**Textauszug:**
***

Wie sich geburtshilfliche Interventionen auf das Geburtserleben auswirken

Mit Hilfe des Child Birth Experience Questionnaire (CEQ2) wurde untersucht, wie medizinische Interventionen das individuelle Geburtserleben beeinflussen. Das Gesamterleben wurde positiv bewertet / Veröffentlichung in „BMC Pregnancy and Childbirth“

In einer aktuellen Studie von Wissenschaftler*innen aus Köln, Düsseldorf und Bonn wurden deutschlandweit Mütter in einem Zeitraum von acht und zwölf Monaten nach der Geburt ihrer Kinder gefragt, wie sie die Erfahrungen der „eigenen Fähigkeiten“, „professioneller Unterstützung“, „wahrgenommener Sicherheit“ und „Beteiligung“ während der Geburt bewerten. Die höchste Zufriedenheit in allen vier Bereichen wurde für die vaginale Geburt ohne medizinischen Eingriff festgestellt. Insgesamt bewerteten die Frauen das Geburtserleben mit durchschnittlich 3,09 Punkten von maximal 4 Punkten eher positiv. Nach geburtshilflichen Interventionen gaben die Frauen jedoch signifikant niedrigere Zufriedenheitswerte an. Fünf Prozent der Befragten gaben ein insgesamt negatives Geburtserleben an. Die Studie „Obstetric interventions‘ effects on the birthing experience“ wurde in der Fachzeitschrift “BMC Pregnancy and Childbirth” veröffentlicht.

***

**Gelesenes anwenden:**
#1 Übersetzen Sie aus dem Text über das Geburtserleben den Satz „Die höchste Zufriedenheit in allen vier Bereichen wurde für die vaginale Geburt ohne medizinischen Eingriff festgestellt.“ ins Englische.
#2 Setzen Sie den Text über das Geburtserleben bitte nach seinem letzten Satz mit zwei bis drei weiteren Sätzen fort.

**Datenauszug:**
***

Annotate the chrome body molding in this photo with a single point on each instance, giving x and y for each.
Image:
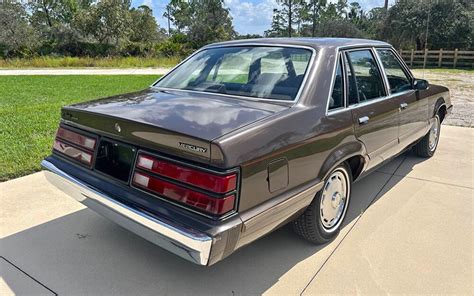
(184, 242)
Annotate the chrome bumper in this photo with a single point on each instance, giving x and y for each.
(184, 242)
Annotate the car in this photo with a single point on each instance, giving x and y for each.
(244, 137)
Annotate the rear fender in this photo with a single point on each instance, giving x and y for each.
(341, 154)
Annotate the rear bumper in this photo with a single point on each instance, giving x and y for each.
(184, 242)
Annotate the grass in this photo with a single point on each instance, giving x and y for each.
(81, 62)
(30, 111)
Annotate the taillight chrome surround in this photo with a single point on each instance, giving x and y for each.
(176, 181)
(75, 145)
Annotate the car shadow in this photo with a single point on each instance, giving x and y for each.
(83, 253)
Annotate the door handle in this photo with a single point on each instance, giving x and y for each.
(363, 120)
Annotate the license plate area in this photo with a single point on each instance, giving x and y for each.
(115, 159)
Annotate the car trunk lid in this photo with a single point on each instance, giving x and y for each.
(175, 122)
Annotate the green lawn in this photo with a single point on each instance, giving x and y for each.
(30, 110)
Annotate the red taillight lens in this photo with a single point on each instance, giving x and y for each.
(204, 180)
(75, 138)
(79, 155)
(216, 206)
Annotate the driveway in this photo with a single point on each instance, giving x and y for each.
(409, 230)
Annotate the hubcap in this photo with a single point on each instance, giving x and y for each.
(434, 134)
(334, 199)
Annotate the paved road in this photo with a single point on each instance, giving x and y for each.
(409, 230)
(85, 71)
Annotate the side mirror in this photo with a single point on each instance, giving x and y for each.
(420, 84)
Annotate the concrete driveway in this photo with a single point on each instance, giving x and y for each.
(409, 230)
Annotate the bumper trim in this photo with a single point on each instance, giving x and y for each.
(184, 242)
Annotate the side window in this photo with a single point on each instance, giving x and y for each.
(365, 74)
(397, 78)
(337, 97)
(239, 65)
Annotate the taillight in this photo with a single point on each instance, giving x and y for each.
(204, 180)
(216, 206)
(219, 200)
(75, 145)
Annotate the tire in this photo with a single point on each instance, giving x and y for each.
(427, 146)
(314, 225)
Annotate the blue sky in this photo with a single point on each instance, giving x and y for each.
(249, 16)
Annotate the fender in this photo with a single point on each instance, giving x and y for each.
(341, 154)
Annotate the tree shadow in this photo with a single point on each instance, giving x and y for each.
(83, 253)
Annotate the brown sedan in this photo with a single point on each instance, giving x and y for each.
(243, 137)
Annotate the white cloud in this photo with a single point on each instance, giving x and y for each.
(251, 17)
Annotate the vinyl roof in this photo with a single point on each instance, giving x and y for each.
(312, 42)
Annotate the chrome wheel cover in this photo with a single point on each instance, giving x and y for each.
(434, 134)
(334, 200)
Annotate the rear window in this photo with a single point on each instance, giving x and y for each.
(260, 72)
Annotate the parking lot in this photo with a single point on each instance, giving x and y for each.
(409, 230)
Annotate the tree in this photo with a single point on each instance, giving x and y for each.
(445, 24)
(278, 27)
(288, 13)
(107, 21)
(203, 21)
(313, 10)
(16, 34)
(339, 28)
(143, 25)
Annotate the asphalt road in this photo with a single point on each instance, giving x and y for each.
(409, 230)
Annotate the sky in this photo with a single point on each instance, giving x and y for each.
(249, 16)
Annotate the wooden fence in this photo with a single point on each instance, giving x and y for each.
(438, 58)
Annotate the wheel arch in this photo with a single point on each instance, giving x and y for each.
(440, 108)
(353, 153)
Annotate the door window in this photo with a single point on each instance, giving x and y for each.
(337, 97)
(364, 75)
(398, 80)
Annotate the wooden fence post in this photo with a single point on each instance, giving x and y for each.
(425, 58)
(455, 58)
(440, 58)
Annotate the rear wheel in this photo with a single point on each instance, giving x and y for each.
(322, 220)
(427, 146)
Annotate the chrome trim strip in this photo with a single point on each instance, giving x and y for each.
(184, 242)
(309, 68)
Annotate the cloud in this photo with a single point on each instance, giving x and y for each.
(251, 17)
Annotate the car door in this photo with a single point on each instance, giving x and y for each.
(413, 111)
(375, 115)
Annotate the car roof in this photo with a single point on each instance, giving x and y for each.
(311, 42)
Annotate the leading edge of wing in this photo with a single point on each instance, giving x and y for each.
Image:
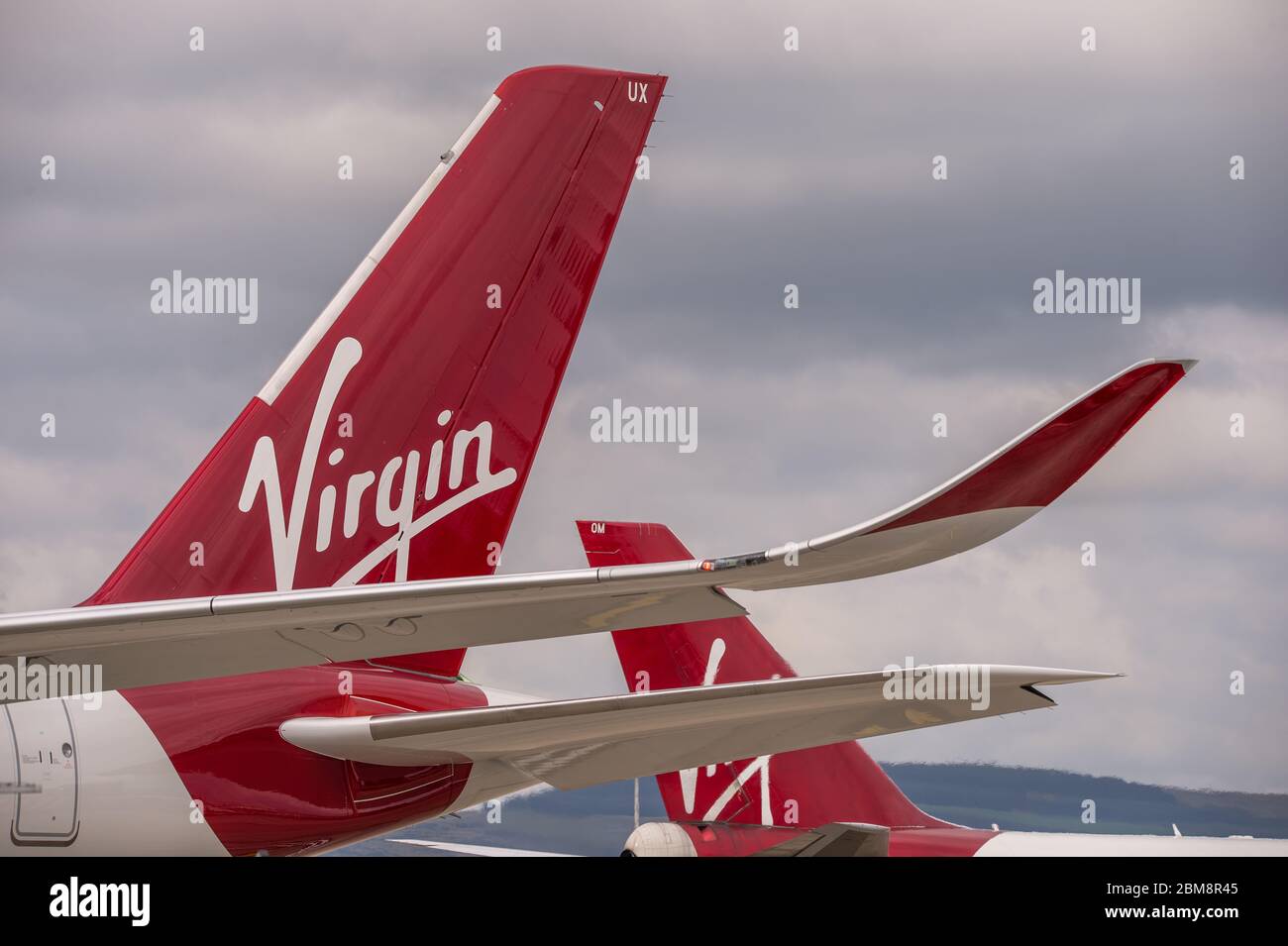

***

**Antworten:**
#1 The highest satisfaction in all four areas was found for vaginal birth without medical intervention.

#2
Trotz der gesellschaftlichen Relevanz und der Bedeutung für die betroffenen Frauen gibt es für Deutschland bisher nur wenige wissenschaftliche Studien, die sich mit der geburtshilflichen Versorgung in Krankenhäusern und dem Thema „Erleben von Gewalt unter der Geburt aus Sicht der Frauen“ befassen. Die Studie, in der die Daten von 852 Müttern ausgewertet wurden, ist Teil des Projekts MAM-Care, das sich mit Bedürfnissen, Partizipation und Sicherheit in der geburtshilflichen Versorgung in Deutschland beschäftigt.
„Empowerment und eine gute Zusammenarbeit zwischen dem geburtshilflichen Team und den Gebärenden sind besonders bei geburtshilflichen Interventionen notwendig, da hier Frauen unzufriedener mit dem Geburtserleben sind“, sagt Studienleiterin Professorin Dr. Nadine Scholten, die die Arbeit am Institut für Medizinsoziologie, Versorgungsforschung und Rehabilitationsforschung (IMVR) der Universität zu Köln durchführte und nun die Professur für psychosomatische und psychoonkologische Versorgungsforschung an der Universität Bonn besetzt sowie die Forschungsstelle für Gesundheitskommunikation und Versorgungsforschung des Universitätsklinikums Bonn leitet.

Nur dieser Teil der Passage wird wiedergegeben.